Records for this exercise:
※ ※ ※

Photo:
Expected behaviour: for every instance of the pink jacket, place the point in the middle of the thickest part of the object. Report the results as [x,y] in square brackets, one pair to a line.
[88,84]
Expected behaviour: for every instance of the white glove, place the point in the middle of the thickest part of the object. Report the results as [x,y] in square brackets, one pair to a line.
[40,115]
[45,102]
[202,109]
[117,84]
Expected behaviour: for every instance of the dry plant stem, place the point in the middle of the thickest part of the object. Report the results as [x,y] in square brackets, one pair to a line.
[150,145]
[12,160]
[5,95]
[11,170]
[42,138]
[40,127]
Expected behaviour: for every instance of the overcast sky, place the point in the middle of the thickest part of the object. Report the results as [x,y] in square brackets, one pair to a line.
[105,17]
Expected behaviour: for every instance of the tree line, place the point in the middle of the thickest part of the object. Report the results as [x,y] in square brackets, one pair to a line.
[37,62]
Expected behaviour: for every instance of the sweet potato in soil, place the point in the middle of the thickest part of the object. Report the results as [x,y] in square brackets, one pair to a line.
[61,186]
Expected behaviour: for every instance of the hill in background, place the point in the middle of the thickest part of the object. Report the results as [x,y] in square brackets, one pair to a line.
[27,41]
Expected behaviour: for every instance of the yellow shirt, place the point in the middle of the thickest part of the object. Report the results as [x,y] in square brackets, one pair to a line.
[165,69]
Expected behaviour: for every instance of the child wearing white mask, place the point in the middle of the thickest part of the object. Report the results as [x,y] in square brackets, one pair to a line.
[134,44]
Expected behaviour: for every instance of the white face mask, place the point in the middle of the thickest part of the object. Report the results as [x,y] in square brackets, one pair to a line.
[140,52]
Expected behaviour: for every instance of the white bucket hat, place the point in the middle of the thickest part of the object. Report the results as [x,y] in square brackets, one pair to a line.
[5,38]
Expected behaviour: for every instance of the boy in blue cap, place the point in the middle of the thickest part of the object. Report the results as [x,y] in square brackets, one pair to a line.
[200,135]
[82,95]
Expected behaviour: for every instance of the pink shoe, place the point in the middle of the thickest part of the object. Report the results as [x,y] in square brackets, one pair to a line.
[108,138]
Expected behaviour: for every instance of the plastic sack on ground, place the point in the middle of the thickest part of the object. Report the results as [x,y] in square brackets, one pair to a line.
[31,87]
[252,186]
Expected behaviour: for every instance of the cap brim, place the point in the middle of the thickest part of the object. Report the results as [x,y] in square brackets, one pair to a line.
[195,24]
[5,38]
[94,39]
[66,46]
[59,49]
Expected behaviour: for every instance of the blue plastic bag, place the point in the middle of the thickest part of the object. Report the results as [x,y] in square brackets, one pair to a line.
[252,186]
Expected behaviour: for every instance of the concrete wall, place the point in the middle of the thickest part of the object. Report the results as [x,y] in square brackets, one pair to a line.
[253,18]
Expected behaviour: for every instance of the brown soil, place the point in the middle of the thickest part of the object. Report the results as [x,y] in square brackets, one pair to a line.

※ ※ ※

Aim of the task:
Rewrite the rows above, changing "thickest part" to "widest part" wherever it occurs and leaving everything else unchanged.

Exercise result:
Photo:
Expected behaviour: for every instance of the pink jacket, place the point in the middle of the widest part of the object. Report the results as [x,y] in square brackets, one pair to a line.
[88,84]
Expected behaviour: for every instance of the white glove, place the point in the middle of the widest part of the object. Report the results as [x,y] in square brackets, one pair to a line.
[40,115]
[45,102]
[202,109]
[117,84]
Expected behaviour: for every instance of the dry plant stem, place the point in the middle of the widest part of the object. Report the results as [x,y] in square brackets, one pair to a line.
[150,145]
[12,160]
[5,95]
[11,170]
[42,138]
[40,127]
Expected behaviour: for every instance of the overcast sky, place the point in the middle of the widest part of the object. Report the results as [x,y] in square brackets, one pair to a line.
[105,17]
Expected behaviour: for every instance of the tree line, place the point in the middle of the widest part of the object. Report the results as [x,y] in square brackets, one pair to a line.
[37,62]
Expected behaviour: for every instance of the sweet potato in soil, place the point in the middle of the widest part of the object. Report the results as [x,y] in square brackets, one pair to a line.
[61,186]
Expected behaviour: for every instance of the hill in background, place the point in the middle of the widest part of the object. Report the results as [x,y] in square brackets, one pair to a line.
[27,41]
Expected behaviour: for every instance of the yellow shirt, place the point in the middle of the widest part of the object. Report the results as [x,y] in square brackets, one pair to a line.
[165,69]
Expected behaviour: for every instance of the child wearing white mask, place the point in the middle of the widest part of the object. Report the results as [x,y] in square brackets, one pair to a line.
[134,44]
Expected behaviour: for every instance of the white face mask, place the point in the middle of the widest part of the object. Report the results as [x,y] in square brackets, one pair to a line.
[140,52]
Expected behaviour: for every instance of the white bucket hat, place the point in the middle of the widest part of the object. Report the results as [x,y] in square brackets, one pair to a line.
[5,38]
Expected behaviour: for every instance of the boy in blue cap, place the point in the middle of the widest part of the object. Report the results as [x,y] in square brackets, one pair to a line.
[200,135]
[82,95]
Expected behaviour: for every instance of the pink shoe, place the point in the middle of the widest part of the object. Report the results as [x,y] in square brackets, one pair to a line.
[108,138]
Expected behaviour: for every instance of the plastic sack on ground, place the point in the middle of the widest part of the object. Report the results as [x,y] in square brackets, one pair to a line.
[31,87]
[252,186]
Expected behaviour: for every instance of the cap brim, place the point in the middle of the widest part of the object. Report the results as [x,y] in square brackets, one pair to a line.
[195,24]
[5,38]
[94,39]
[66,46]
[59,49]
Expected behaviour: for every instance of the blue plastic bag, place the point in the middle of the widest part of the object. Report the results as [x,y] in square brackets, one pair to a line.
[252,186]
Expected behaviour: for every instance of the concrete wall, place the point in the middle of the widest part of the object. Report the results as [x,y] in square brackets, one pair to a line.
[253,18]
Expected behaviour: for every instance of the brown soil, place the point in the middle of the widest part of the object. Report the results as [x,y] in square brackets, one pair to a line.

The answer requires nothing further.